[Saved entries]
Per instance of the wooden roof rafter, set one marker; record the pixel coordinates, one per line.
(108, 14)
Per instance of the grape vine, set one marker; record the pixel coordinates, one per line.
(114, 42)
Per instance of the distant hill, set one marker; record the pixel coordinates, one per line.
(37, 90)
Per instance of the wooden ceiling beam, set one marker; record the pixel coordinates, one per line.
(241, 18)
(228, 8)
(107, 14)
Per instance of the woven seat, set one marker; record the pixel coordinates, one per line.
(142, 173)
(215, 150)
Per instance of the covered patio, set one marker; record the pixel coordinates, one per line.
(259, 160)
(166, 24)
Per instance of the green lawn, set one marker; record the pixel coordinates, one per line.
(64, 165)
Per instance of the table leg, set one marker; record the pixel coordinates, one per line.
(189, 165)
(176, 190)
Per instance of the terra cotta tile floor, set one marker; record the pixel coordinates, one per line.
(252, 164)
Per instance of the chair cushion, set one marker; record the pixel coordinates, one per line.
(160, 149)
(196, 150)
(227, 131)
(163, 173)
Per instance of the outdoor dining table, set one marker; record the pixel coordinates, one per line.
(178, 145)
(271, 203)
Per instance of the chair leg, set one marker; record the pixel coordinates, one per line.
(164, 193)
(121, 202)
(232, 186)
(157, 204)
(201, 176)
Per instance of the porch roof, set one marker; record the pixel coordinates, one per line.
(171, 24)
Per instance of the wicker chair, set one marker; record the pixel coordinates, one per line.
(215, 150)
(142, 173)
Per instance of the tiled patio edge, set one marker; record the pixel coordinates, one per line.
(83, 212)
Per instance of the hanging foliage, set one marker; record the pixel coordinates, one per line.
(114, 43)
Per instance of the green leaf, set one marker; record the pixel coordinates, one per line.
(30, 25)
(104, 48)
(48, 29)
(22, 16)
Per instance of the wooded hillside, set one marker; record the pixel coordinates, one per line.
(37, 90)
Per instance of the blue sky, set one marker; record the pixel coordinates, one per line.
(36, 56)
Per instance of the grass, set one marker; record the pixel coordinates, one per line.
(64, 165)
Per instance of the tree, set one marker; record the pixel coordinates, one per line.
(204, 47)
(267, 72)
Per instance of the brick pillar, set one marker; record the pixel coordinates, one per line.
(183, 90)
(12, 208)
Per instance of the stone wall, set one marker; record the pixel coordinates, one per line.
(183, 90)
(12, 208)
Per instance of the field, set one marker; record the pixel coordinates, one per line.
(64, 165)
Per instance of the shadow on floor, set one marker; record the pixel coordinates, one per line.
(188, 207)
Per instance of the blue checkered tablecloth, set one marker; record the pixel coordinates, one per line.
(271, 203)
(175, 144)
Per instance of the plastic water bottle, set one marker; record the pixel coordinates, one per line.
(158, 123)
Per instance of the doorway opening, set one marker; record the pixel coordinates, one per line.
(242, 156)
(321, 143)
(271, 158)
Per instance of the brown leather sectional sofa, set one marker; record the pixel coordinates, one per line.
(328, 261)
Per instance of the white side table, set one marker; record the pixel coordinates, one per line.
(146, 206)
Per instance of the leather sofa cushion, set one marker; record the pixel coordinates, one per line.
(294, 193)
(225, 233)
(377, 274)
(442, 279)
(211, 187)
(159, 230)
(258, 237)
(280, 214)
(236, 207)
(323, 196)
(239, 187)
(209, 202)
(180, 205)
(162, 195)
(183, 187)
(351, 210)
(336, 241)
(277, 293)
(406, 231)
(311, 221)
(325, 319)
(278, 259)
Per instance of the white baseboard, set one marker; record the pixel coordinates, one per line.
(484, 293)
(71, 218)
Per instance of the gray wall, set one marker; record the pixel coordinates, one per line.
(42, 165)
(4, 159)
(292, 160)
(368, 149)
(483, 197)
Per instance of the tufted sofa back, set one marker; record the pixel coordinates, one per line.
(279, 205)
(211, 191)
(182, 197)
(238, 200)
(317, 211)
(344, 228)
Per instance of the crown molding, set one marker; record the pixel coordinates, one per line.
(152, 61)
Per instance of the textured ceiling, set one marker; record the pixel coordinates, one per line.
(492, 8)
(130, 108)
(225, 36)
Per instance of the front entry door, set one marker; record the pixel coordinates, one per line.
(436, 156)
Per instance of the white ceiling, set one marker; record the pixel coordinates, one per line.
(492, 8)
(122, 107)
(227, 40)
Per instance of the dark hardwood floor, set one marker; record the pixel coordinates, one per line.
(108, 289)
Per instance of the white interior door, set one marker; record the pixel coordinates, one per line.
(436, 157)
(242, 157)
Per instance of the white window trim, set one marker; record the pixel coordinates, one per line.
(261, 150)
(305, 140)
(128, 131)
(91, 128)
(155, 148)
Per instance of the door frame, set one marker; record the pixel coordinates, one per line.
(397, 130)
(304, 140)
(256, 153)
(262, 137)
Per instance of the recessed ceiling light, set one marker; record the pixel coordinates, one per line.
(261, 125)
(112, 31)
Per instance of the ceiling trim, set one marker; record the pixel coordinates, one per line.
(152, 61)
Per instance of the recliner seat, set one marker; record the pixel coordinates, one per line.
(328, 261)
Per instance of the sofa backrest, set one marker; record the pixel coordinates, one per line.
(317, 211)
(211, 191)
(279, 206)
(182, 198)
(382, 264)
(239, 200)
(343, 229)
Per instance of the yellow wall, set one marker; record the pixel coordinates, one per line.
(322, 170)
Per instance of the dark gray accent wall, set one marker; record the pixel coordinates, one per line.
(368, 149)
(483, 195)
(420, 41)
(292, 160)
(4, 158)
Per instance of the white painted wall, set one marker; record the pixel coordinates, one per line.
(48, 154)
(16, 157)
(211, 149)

__What is asked__: Please output the entries above, every line exactly as it reads.

__Solution to this exercise__:
Per instance of the wooden roof rafter, set one marker; record the pixel coordinates, one per line.
(108, 14)
Per instance of the grape vine, set one marker; record the pixel coordinates, one per line.
(114, 42)
Per instance of the distant hill, set one marker; record the pixel coordinates, one per line.
(37, 90)
Per instance of the wooden ceiling beam, set one marker; record the pixel coordinates, one per line.
(241, 18)
(228, 8)
(107, 14)
Per instance of the woven seat, set one marker; record the pixel coordinates, one per line.
(142, 173)
(215, 150)
Per instance of the covered patio, set one marker; record the pixel coordinates, one per line.
(259, 160)
(166, 24)
Per instance of the green lawn, set one marker; record the pixel coordinates, one per line.
(64, 165)
Per instance of the table leg, set one marker; record the pixel coordinates, one per line.
(189, 165)
(176, 190)
Per instance of the terra cotta tile floor, set one marker; record the pixel coordinates, one per line.
(252, 164)
Per instance of the chair cushion, set one marker; record the pixel coordinates, one per line.
(160, 149)
(196, 150)
(227, 131)
(163, 173)
Per instance of the outdoor dining table, set one marker; record the pixel coordinates, one per line.
(178, 145)
(271, 203)
Per instance of the chair leg, set one marker; record the pixel coordinates, one per line.
(164, 193)
(121, 202)
(232, 186)
(157, 204)
(201, 176)
Per instance of the porch roof, set one marker; record the pixel coordinates, one per line.
(171, 24)
Per instance of the wicker chair, set one marker; record the pixel coordinates, one per line.
(215, 150)
(142, 173)
Per instance of the tiled patio edge, set one marker; record the pixel coordinates, one per line.
(83, 212)
Per instance of the hanging foliage, set one marker; record the pixel coordinates, one per line.
(114, 43)
Per instance of the green leaf, set one marker; record the pixel coordinates, one per line.
(30, 25)
(104, 48)
(48, 29)
(22, 16)
Per instance of the wooded hillside, set one marker; record the pixel coordinates, one per line.
(37, 90)
Per instance of the blue sky, set one marker; record the pixel coordinates, one per line.
(36, 56)
Per instance of the grass, set one marker; record the pixel coordinates, one per line.
(64, 165)
Per instance of the tree, set one marker; record the pixel coordinates, one per line.
(204, 47)
(267, 72)
Per instance of the brick pillar, set one marker; record the pixel coordinates, one per line.
(183, 90)
(12, 208)
Per instance of the stone wall, set one marker; record the pixel coordinates, one per line.
(183, 90)
(12, 208)
Per instance of the field, set one marker; record the pixel coordinates, one per line.
(64, 165)
Per instance of the shadow on floor, set one marker; record the pixel coordinates, one per line.
(188, 207)
Per instance of the blue checkered tablecloth, set one marker; record the pixel coordinates, one per line.
(271, 203)
(175, 144)
Per instance of the plastic water bottle, set one marker; record the pixel coordinates, one per line.
(158, 123)
Per instance of the doorway opening, set one marker; record the pixel coordinates, one per line.
(242, 156)
(321, 143)
(271, 158)
Per instance of the brown leather sectional sofa, set one marker; record the pixel coordinates, one per line.
(328, 261)
Per instance of the white side table, set one marker; record the pixel coordinates, one per line.
(146, 206)
Per instance of the leather sofa cushion, set one marker; record the pixel coordinates, one per line.
(294, 193)
(225, 233)
(377, 274)
(442, 279)
(211, 187)
(159, 230)
(258, 237)
(280, 214)
(236, 207)
(323, 196)
(239, 187)
(209, 202)
(180, 205)
(162, 195)
(183, 187)
(351, 210)
(336, 241)
(277, 293)
(406, 231)
(311, 221)
(325, 319)
(278, 259)
Per instance of the white baseboard, set one marker; record the pixel coordinates, one per line.
(484, 293)
(71, 218)
Per instance of the gray wall, set one marker; record the pixel coordinates, one per line.
(42, 165)
(4, 159)
(292, 160)
(368, 149)
(483, 197)
Per instance of the tufted sofa back, set one marker; record the pixel coordinates, one per line.
(279, 205)
(211, 191)
(182, 197)
(238, 200)
(317, 211)
(344, 228)
Per instance of the crown molding, set one marker; record the pixel coordinates, one per line.
(152, 61)
Per instance of the textured ceiling, set one marker; record the pixel coordinates, one per line.
(492, 8)
(130, 108)
(225, 36)
Per instance of the front entry door, set one marker; record the pixel coordinates, one per line.
(436, 156)
Per instance of the white ceiling, set one marker; record the pixel coordinates, one per line.
(492, 8)
(122, 107)
(227, 40)
Per instance of the dark hardwood floor, set one marker; record the pixel coordinates, one per line.
(108, 289)
Per instance of the white interior door, set one marker; record the pixel coordinates, one per line.
(436, 157)
(242, 157)
Per instance of the white window trim, set one marker; record the pixel coordinates, one per line.
(261, 150)
(305, 140)
(128, 131)
(91, 128)
(155, 148)
Per instance of the door frame, set one marker; record the pixel coordinates, one per line.
(397, 130)
(304, 140)
(256, 153)
(262, 137)
Per instance of the recessed ceiling light, set one marker; record the pixel coordinates, one per line.
(261, 125)
(112, 31)
Per instance of the ceiling trim, set one marker; record the pixel coordinates, one per line.
(152, 61)
Per instance of the recliner seat, set one marker; record the pixel coordinates, one per line.
(328, 261)
Per instance of the sofa backrest, set one marker; record the pixel coordinates, one per line.
(317, 211)
(211, 191)
(279, 206)
(182, 198)
(382, 264)
(239, 200)
(343, 229)
Per instance of the yellow wall, set one marker; record the pixel coordinates, one per line.
(322, 170)
Per instance of the dark gray accent wall, set one marker; record the pixel coordinates, one per line.
(368, 149)
(483, 195)
(420, 41)
(292, 160)
(4, 158)
Per instance of the white painted wall, set one marker; record the pixel coordinates, one per line.
(48, 154)
(16, 157)
(211, 149)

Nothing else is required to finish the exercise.